Data records

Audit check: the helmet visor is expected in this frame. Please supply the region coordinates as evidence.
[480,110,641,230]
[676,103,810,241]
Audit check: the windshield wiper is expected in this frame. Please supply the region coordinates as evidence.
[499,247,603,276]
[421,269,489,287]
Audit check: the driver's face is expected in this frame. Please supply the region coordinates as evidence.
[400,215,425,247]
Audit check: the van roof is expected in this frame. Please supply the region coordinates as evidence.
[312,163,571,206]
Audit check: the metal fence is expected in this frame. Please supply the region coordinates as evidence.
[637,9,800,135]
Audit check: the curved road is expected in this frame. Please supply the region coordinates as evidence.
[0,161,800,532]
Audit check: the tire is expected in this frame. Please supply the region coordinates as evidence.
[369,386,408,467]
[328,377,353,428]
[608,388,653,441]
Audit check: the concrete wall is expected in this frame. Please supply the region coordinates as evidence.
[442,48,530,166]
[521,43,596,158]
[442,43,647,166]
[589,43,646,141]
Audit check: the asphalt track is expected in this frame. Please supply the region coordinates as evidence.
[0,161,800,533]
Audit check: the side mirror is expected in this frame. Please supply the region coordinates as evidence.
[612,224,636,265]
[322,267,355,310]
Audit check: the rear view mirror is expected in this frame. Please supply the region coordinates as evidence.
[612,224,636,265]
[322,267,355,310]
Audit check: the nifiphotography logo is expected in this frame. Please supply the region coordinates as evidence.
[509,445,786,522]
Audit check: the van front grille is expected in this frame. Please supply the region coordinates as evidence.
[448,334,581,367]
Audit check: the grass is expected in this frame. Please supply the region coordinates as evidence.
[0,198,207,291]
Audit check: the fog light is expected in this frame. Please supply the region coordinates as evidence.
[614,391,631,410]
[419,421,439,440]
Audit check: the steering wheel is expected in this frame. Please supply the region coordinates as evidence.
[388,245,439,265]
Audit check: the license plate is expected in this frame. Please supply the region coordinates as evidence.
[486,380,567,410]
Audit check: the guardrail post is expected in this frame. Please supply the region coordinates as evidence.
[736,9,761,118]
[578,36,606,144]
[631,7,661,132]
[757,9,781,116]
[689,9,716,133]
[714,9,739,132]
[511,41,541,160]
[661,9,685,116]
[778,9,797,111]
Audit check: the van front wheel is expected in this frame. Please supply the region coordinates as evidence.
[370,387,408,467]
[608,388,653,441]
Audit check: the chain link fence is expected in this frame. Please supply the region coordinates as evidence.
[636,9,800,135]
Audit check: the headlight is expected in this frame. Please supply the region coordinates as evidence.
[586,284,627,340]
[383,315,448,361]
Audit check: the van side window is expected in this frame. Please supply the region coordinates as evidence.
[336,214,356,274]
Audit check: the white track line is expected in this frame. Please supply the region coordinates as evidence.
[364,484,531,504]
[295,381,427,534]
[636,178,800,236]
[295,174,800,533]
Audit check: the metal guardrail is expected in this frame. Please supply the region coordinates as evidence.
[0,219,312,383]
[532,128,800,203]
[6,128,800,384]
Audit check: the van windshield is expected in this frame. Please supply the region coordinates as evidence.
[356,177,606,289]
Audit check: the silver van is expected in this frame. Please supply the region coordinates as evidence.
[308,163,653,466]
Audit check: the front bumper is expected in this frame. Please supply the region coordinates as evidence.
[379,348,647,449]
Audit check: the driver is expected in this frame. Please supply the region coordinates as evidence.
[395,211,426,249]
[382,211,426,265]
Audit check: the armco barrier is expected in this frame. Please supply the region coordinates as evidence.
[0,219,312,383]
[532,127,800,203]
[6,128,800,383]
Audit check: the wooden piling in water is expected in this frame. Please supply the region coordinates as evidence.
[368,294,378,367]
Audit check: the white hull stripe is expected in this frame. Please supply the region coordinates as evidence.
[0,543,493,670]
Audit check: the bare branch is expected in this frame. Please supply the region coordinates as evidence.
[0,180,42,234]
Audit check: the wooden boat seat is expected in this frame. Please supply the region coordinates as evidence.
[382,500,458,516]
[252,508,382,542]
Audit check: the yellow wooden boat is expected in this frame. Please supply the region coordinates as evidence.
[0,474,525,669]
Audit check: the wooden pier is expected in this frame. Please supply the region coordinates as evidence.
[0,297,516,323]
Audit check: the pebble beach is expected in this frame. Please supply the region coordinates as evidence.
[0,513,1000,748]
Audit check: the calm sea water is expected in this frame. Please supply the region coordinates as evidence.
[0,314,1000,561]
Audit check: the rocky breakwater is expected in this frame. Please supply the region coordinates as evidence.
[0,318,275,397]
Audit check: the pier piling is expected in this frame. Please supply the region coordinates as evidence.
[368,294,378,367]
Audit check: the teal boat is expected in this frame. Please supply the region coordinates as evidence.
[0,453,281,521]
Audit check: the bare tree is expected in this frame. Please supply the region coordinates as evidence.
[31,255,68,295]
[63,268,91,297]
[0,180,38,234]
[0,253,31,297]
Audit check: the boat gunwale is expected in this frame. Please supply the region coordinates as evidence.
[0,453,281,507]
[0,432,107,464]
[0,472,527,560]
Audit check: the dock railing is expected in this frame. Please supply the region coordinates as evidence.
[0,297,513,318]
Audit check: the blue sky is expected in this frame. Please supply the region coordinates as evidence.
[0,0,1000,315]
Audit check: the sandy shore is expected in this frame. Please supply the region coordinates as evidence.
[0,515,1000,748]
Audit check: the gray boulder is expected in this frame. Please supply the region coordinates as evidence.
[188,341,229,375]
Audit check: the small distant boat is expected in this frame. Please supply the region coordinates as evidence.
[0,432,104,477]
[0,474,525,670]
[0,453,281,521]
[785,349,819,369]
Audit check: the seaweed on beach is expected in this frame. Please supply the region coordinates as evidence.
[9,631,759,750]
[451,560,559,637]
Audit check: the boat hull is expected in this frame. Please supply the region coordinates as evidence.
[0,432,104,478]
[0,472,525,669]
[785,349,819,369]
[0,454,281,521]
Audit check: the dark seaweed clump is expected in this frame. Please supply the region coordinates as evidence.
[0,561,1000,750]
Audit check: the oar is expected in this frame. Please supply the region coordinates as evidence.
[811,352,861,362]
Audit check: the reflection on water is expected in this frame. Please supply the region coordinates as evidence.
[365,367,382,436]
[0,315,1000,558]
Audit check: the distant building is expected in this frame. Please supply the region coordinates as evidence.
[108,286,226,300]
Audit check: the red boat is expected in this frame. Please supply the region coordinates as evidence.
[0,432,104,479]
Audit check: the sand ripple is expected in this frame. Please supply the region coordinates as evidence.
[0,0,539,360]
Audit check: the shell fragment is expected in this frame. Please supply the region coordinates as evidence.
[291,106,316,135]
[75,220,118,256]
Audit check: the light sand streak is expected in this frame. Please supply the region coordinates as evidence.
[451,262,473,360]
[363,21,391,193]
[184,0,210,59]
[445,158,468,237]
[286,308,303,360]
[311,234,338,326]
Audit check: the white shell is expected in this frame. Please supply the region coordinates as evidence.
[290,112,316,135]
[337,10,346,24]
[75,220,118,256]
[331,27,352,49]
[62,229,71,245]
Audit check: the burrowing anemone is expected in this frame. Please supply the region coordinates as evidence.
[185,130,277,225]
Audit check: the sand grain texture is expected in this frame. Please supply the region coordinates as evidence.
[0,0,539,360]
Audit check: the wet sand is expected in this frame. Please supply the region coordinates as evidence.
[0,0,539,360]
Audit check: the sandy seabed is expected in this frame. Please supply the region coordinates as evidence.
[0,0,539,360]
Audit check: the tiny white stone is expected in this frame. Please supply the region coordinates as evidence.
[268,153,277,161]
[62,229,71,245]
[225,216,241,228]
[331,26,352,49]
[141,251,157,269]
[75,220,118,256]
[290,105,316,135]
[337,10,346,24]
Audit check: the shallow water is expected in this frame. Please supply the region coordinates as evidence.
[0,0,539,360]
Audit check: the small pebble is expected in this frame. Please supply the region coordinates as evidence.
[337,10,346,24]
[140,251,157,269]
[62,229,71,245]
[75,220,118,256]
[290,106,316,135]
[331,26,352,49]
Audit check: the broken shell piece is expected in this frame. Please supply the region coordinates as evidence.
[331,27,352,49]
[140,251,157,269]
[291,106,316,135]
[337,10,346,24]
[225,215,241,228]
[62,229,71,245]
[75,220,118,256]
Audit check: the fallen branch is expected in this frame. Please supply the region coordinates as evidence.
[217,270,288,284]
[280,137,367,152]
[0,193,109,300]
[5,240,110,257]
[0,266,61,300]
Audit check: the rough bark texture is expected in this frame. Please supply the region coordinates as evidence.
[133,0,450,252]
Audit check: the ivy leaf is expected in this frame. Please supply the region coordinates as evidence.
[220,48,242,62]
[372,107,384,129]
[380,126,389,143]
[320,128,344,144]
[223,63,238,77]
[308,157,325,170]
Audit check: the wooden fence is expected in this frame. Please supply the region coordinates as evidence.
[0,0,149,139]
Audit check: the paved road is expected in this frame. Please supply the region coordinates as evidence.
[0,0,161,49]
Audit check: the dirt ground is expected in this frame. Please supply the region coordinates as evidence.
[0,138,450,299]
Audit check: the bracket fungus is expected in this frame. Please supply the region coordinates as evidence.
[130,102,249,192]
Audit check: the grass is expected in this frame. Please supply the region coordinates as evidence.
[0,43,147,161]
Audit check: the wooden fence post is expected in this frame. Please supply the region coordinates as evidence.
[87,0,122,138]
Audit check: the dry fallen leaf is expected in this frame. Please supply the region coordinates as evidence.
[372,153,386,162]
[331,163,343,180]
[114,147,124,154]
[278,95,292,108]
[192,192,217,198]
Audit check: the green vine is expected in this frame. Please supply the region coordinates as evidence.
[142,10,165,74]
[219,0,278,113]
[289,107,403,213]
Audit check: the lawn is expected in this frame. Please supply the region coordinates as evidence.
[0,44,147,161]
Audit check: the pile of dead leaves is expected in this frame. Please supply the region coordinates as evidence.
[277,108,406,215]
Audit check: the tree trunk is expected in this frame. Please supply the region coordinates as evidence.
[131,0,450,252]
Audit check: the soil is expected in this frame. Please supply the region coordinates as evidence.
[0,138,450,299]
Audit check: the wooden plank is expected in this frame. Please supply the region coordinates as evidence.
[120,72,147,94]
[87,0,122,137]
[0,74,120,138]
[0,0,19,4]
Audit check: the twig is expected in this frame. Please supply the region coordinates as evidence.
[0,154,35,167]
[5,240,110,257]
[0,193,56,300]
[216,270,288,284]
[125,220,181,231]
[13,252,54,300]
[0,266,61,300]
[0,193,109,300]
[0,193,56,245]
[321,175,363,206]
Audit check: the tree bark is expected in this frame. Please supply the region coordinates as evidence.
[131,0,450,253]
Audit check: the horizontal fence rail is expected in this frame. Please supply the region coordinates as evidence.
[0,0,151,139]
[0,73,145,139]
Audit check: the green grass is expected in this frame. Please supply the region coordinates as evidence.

§ Aim:
From the records above, pull out each line that has the string "seaweed" in it.

§ The answer:
Audit check: the seaweed on beach is expected in this frame. Please supply the region coordinates as evidence.
Audit check: the dark seaweed clump is expected in this frame. Please supply the region coordinates as evidence.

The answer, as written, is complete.